[Stored records]
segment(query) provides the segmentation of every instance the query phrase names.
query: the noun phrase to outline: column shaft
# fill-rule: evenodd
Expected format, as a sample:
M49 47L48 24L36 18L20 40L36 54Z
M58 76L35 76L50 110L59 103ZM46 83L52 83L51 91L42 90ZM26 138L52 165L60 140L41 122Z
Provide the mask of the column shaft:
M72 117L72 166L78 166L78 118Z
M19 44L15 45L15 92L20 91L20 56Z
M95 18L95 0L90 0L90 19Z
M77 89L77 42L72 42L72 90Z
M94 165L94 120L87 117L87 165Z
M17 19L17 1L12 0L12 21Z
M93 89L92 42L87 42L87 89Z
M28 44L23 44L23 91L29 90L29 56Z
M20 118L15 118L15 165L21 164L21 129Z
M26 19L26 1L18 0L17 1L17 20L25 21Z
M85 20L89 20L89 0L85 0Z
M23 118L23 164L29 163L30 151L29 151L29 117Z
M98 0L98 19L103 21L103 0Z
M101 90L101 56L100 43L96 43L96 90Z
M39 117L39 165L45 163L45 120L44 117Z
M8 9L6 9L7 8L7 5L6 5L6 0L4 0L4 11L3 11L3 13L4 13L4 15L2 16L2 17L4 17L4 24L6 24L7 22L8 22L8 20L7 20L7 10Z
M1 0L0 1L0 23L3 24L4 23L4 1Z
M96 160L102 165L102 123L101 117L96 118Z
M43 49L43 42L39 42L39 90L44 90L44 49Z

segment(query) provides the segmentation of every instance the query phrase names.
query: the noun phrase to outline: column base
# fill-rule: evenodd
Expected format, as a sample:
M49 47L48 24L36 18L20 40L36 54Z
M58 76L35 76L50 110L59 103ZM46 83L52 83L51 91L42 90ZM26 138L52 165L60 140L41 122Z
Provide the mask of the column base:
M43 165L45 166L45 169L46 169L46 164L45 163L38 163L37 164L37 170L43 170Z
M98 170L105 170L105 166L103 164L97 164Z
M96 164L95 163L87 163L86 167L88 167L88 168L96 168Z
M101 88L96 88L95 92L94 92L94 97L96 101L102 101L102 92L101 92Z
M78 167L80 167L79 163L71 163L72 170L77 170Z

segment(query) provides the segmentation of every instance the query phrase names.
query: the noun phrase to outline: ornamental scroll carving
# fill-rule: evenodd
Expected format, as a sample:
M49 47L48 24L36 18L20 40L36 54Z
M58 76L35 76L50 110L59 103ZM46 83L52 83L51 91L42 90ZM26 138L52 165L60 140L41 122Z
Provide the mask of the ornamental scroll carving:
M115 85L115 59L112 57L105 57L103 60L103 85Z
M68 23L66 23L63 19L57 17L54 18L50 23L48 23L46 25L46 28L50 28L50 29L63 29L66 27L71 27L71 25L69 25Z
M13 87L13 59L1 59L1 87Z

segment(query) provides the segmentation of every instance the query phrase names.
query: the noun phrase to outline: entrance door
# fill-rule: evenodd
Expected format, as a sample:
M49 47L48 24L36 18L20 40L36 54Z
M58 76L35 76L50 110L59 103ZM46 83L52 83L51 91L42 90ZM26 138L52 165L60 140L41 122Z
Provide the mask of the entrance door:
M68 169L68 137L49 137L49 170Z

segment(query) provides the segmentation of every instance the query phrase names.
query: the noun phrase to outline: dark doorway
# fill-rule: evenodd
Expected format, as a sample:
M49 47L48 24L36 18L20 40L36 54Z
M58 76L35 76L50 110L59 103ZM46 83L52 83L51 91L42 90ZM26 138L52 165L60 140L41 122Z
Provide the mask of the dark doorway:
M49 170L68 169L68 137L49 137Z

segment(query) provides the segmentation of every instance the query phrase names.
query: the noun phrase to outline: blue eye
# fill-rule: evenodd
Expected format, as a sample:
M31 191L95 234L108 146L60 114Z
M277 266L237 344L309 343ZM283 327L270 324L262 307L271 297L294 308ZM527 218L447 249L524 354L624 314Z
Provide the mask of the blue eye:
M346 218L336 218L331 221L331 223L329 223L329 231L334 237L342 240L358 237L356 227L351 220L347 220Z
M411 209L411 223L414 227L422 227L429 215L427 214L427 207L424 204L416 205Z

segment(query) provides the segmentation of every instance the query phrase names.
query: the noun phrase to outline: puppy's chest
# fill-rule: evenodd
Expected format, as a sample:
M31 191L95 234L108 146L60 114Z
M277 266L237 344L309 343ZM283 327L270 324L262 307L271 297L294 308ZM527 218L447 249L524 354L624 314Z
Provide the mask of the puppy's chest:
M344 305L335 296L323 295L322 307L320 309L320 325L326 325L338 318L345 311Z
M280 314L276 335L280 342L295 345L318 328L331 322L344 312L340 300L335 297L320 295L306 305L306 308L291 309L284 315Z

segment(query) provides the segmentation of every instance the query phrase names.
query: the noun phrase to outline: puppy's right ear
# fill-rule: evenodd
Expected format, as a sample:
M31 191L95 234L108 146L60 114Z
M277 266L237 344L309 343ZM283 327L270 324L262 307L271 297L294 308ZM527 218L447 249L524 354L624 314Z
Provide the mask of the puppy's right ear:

▶ Exercise requirements
The data above is to be returned exactly, with nothing altered.

▶ Response box
segment(query) provides the segmentation of every instance the query phrase names.
query: the noun phrase to outline: column shaft
# fill-rule: evenodd
Expected format, as a sample:
M49 47L48 24L36 18L20 40L36 54Z
M58 76L35 76L50 110L59 103ZM46 83L52 83L51 91L42 90ZM26 138L52 165L60 140L41 122Z
Provide the mask of the column shaft:
M72 117L72 166L78 166L78 118Z
M19 44L15 45L15 92L20 91L20 56Z
M95 18L95 0L90 0L90 19Z
M77 89L77 42L72 42L72 90Z
M94 165L94 120L87 117L87 165Z
M17 19L17 1L12 0L12 21Z
M93 89L92 42L87 42L87 89Z
M28 44L23 44L23 91L29 90L29 56Z
M20 118L15 118L15 165L21 164L21 129Z
M26 19L26 1L18 0L17 1L17 20L25 21Z
M85 20L89 20L89 0L85 0Z
M23 118L23 164L29 163L30 151L29 151L29 117Z
M98 0L98 19L103 21L103 0Z
M101 90L101 56L100 43L96 43L96 90Z
M39 117L39 165L45 163L45 120L44 117Z
M8 9L6 9L7 8L7 5L6 5L6 0L4 0L4 11L3 11L3 13L4 13L4 15L2 16L2 17L4 17L4 24L6 24L7 22L8 22L8 20L7 20L7 10Z
M1 0L0 1L0 23L3 24L4 23L4 1Z
M96 160L102 165L102 123L101 117L96 118Z
M43 49L43 42L39 42L39 90L44 90L44 49Z

segment(query) provides the segmentation of every instance the query phrase names.
query: the noun phrase to outline: column base
# fill-rule: evenodd
Expected format, as a sample:
M49 47L48 24L36 18L20 40L36 54Z
M58 76L35 76L50 110L59 103ZM46 83L52 83L51 91L42 90ZM26 138L52 165L60 140L41 122Z
Provide the mask of the column base:
M43 165L45 166L45 169L46 169L46 164L45 163L38 163L37 164L37 170L43 170Z
M98 170L105 170L105 166L103 164L97 164Z
M96 164L95 163L87 163L86 167L88 167L88 168L96 168Z
M101 88L96 88L95 92L94 92L94 97L96 101L102 101L102 92L101 92Z
M78 167L80 167L79 163L71 163L72 170L77 170Z

segment(query) provides the segmentation of every instance the query phrase names.
query: the noun phrase to outline: ornamental scroll carving
# fill-rule: evenodd
Expected format, as a sample:
M49 47L48 24L36 18L20 40L36 54Z
M58 76L35 76L50 110L59 103ZM46 83L52 83L51 91L42 90ZM26 138L52 165L60 140L41 122Z
Provide the mask of the ornamental scroll carving:
M115 85L115 59L112 57L105 57L103 60L103 85Z
M68 23L66 23L63 19L57 17L54 18L50 23L48 23L46 25L46 28L50 28L50 29L63 29L66 27L71 27L71 25L69 25Z
M13 87L13 59L1 59L1 87Z

segment(query) provides the segmentation of every instance the query phrase names.
query: the noun phrase to outline: entrance door
# fill-rule: evenodd
Expected format, as a sample:
M49 47L48 24L36 18L20 40L36 54Z
M58 76L35 76L50 110L59 103ZM46 83L52 83L51 91L42 90ZM26 138L52 165L60 140L41 122Z
Provide the mask of the entrance door:
M68 169L68 137L49 137L49 170Z

segment(query) provides the segmentation of every instance the query phrase names.
query: the noun phrase to outline: dark doorway
# fill-rule: evenodd
Expected format, as a sample:
M49 47L48 24L36 18L20 40L36 54Z
M58 76L35 76L50 110L59 103ZM46 83L52 83L51 91L42 90ZM26 138L52 165L60 140L41 122Z
Provide the mask of the dark doorway:
M49 170L68 169L68 137L49 137Z

segment(query) provides the segmentation of every instance the query phrase names.
query: the noun phrase to outline: blue eye
# fill-rule: evenodd
Expected format, as a sample:
M31 191L95 234L108 146L60 114Z
M277 266L237 344L309 343ZM283 327L270 324L262 307L271 297L294 308ZM527 218L447 249L524 354L624 314Z
Provide the mask of the blue eye:
M346 218L336 218L331 221L331 223L329 223L329 231L334 237L342 240L358 237L356 227L351 220L347 220Z
M411 209L411 223L414 227L422 227L429 215L427 214L427 207L424 204L416 205Z

segment(query) provides the segmentation of every instance the query phrase names.
query: the noun phrase to outline: puppy's chest
# fill-rule: evenodd
Expected format, as a sample:
M31 191L95 234L108 146L60 114Z
M277 266L237 344L309 343ZM283 327L270 324L262 307L271 297L294 308ZM527 218L447 249L524 354L624 314Z
Provide the mask of the puppy's chest:
M344 305L335 296L323 295L322 307L320 309L320 325L326 325L338 318L345 311Z
M280 314L276 335L280 342L295 345L318 328L331 322L344 312L340 300L335 297L320 295L306 305L306 308L291 309L284 315Z

segment(query) provides the segmentation of every instance the query phrase names.
query: the noun phrase to outline: puppy's right ear
# fill-rule: evenodd
Expected format, as a sample:
M31 191L95 234L108 146L60 114Z
M277 266L237 344L309 343ZM283 327L270 324L262 307L271 297L294 308ZM527 218L447 249L524 354L624 314Z
Provide the mask of the puppy's right ear:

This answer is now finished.